**Passage provided**
»»

CDF = F(x, p) = \(\left\{\begin{matrix} 0 & if \: x < 0\\ 1 - p & if \: 0 \leq x < 1\\ 1 & x\geq 1 \end{matrix}\right.\)

The arithmetic mean of a large number of independent realizations of the random variable X gives us the expected value or mean. The expected value can also be thought of as the weighted average. Given below is the proof and formula for the mean of a Bernoulli distribution.

Mean of Bernoulli Distribution Proof:

We know that for X,

P(X = 1) = p

P(X = 0) = q

E[X] = P(X = 1) . 1 + P(X = 0) . 0

E[X] = p . 1 + q . 0

E[X] = p

Thus, the mean or expected value of a Bernoulli distribution is given by E[X] = p.

Variance of Bernoulli Distribution Proof:

The variance can be defined as the difference of the mean of X² and the square of the mean of X. Mathematically this statement can be written as follows:

Var[X] = E[X²] - (E[X])²

Using the properties of E[X²], we get,

E[X²] = \(\sum x^{2}\: P(X=x)\)

E[X²] = 1² . p + 0² . q = p

Substituting this value in Var[X] = E[X²] - (E[X])² we have

Var[X] = p - p²

= p(1 - p)

= p . q

Hence, the variance of a Bernoulli distribution is Var[X] = p(1 - p) = p . q

The graph of a Bernoulli distribution helps to get a visual understanding of the probability density function of the Bernoulli random variable.

The graph shows that the probability of success is p when X = 1 and the probability of failure of X is (1 - p) or q if X = 0.

Bernoulli distribution is a special case of the Binomial distribution when the number of trials = 1. The difference between Bernoulli distribution and binomial distribution is given below:

Bernoulli distribution is a simple distribution and hence, is widely used in many industries. Given below are some applications of Bernoulli distribution.

««

**Assignment**
Copy out, word for word, the part of the Bernoulli distribution text that opens with the words containing "Hence, the variance" and closes with "of Bernoulli distribution.". The records that come next have nothing to do with this text.

**Data section**
»»

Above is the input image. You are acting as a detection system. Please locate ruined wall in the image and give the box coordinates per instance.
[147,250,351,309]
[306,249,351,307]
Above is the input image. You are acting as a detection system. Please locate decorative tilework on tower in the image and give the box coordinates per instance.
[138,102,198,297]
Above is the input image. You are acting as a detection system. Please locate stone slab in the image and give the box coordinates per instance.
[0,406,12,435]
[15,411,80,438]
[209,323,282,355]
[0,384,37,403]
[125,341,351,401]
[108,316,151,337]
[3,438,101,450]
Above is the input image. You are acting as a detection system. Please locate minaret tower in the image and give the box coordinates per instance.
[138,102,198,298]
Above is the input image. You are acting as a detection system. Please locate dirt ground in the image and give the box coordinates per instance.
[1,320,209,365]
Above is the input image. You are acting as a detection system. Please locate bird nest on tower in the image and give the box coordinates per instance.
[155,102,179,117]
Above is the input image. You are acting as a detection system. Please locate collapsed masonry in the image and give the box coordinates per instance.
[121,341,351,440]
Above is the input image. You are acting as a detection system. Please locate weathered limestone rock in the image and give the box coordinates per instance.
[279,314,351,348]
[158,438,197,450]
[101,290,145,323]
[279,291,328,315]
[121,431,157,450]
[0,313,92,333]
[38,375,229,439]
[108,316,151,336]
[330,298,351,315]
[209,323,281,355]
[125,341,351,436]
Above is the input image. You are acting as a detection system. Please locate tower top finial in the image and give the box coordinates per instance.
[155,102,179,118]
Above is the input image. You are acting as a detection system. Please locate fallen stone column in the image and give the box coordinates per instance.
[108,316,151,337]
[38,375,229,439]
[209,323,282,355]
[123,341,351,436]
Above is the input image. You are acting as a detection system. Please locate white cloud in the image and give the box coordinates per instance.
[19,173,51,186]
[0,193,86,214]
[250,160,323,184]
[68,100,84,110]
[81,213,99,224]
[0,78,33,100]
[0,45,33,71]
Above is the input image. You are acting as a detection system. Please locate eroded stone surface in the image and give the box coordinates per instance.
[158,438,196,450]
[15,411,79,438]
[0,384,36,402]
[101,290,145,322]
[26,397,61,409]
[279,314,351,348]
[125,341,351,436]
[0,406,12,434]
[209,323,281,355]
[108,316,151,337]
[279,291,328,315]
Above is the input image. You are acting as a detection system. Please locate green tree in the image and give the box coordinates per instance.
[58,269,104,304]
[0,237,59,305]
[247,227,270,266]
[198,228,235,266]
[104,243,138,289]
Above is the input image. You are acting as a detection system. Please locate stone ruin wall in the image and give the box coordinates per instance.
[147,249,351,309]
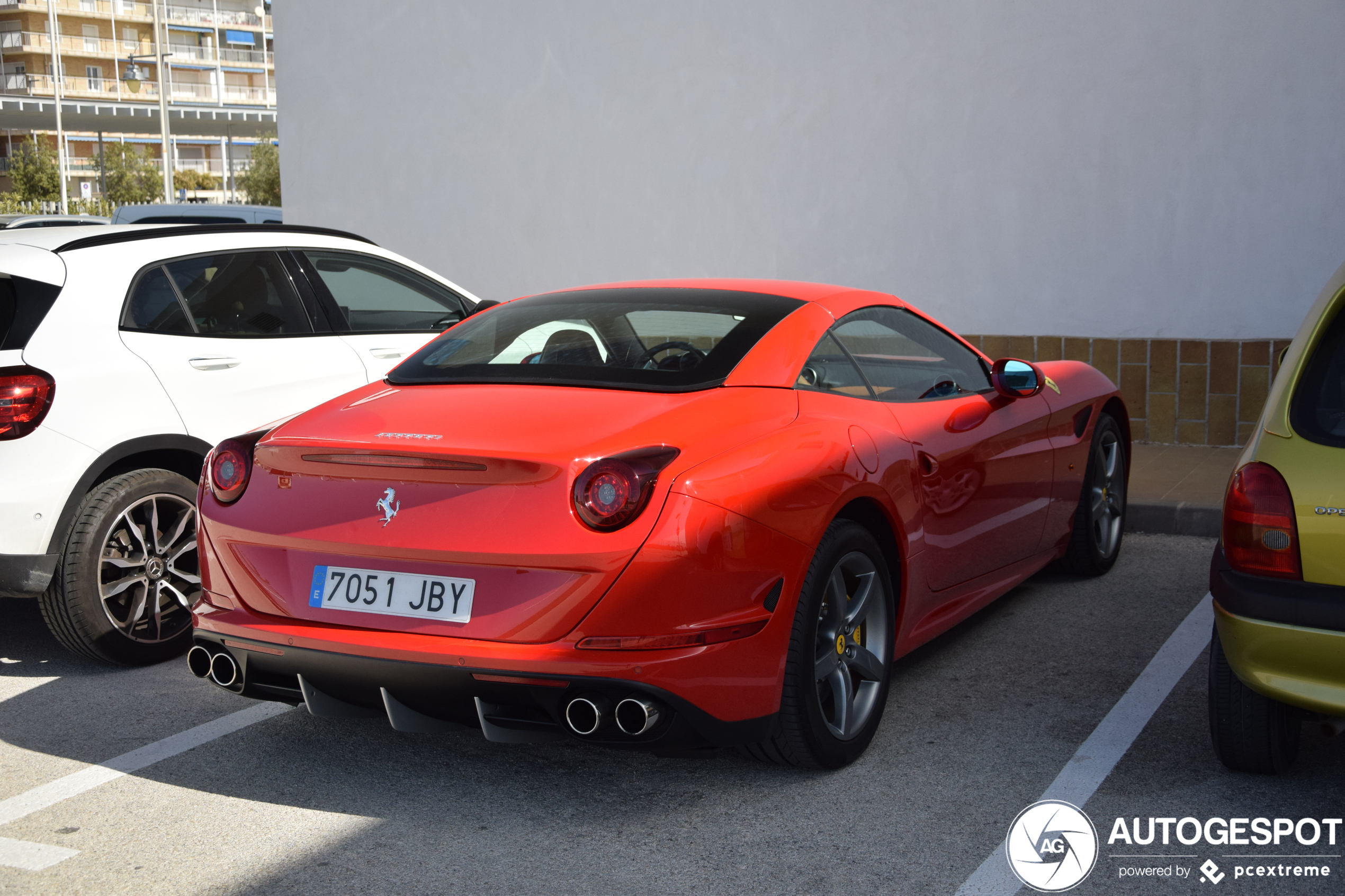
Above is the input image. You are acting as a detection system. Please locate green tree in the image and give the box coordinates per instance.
[102,142,164,205]
[234,134,280,205]
[10,138,60,202]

««

**Result for this exercise**
Hence, the variance of a Bernoulli distribution is Var[X] = p(1 - p) = p . q

The graph of a Bernoulli distribution helps to get a visual understanding of the probability density function of the Bernoulli random variable.

The graph shows that the probability of success is p when X = 1 and the probability of failure of X is (1 - p) or q if X = 0.

Bernoulli distribution is a special case of the Binomial distribution when the number of trials = 1. The difference between Bernoulli distribution and binomial distribution is given below:

Bernoulli distribution is a simple distribution and hence, is widely used in many industries. Given below are some applications of Bernoulli distribution.